• What the task requires:
Show every line below that contains the word "brick", matching case exactly.

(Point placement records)

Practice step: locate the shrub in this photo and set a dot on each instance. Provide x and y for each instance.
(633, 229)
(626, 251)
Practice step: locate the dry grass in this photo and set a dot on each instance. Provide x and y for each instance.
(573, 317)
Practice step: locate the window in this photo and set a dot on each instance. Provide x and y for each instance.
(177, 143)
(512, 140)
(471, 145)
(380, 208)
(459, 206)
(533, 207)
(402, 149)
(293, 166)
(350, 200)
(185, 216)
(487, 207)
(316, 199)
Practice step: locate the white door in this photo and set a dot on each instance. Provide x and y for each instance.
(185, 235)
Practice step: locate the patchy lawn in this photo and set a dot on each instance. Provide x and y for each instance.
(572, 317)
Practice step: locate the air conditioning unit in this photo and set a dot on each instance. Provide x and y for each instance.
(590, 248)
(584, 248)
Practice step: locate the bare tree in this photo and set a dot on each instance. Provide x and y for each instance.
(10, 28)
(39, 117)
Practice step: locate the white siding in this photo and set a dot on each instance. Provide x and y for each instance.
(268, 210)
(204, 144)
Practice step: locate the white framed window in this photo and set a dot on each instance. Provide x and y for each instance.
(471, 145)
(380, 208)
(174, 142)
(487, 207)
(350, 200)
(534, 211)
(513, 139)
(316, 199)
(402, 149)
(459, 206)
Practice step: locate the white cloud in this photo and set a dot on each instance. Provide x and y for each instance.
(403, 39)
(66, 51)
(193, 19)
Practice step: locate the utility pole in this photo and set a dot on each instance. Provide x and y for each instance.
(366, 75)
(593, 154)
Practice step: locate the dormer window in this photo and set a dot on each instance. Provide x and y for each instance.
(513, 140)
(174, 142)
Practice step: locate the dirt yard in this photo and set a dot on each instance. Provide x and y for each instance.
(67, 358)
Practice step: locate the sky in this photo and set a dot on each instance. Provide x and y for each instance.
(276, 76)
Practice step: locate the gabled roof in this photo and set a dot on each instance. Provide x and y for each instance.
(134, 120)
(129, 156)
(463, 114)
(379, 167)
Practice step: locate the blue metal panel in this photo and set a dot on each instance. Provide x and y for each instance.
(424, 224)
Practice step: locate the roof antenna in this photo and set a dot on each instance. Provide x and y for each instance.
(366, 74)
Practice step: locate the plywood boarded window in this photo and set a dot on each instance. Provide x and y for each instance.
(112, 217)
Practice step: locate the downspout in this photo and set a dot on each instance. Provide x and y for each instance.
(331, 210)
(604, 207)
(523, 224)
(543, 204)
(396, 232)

---

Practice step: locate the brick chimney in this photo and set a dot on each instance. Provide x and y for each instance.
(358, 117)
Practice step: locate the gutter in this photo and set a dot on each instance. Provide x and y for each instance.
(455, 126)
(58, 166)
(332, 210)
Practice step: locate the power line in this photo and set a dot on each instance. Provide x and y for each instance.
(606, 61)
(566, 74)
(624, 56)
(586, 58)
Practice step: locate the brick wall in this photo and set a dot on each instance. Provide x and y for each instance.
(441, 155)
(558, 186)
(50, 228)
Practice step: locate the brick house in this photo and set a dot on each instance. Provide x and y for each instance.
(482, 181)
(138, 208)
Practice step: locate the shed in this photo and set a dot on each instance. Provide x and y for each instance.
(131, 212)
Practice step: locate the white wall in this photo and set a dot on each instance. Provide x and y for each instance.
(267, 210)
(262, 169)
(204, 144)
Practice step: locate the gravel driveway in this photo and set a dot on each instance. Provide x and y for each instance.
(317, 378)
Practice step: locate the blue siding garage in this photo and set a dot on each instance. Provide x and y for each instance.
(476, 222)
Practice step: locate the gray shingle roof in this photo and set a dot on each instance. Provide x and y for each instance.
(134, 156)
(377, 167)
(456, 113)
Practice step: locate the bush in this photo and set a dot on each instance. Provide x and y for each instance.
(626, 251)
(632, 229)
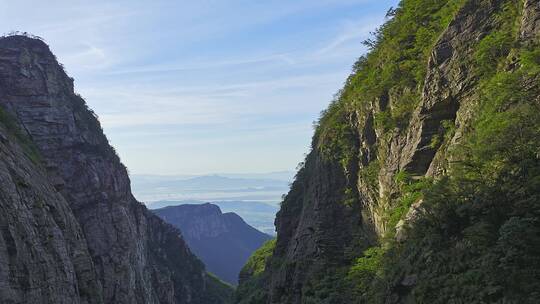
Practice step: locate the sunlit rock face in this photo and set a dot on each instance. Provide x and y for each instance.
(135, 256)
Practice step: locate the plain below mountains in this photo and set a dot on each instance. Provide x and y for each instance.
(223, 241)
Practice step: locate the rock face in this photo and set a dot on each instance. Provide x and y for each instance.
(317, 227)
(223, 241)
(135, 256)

• Full answer:
Practice step: locate the brick chimney in this photo and set a dot on each instance. Provide x and y for each instance.
Practice step: locate the brick wall in this photo and set a dot on each instance. Provide x and y for each instance.
Practice step: locate the brick house in this photo and set a dot on each instance. Provide x and y for each instance.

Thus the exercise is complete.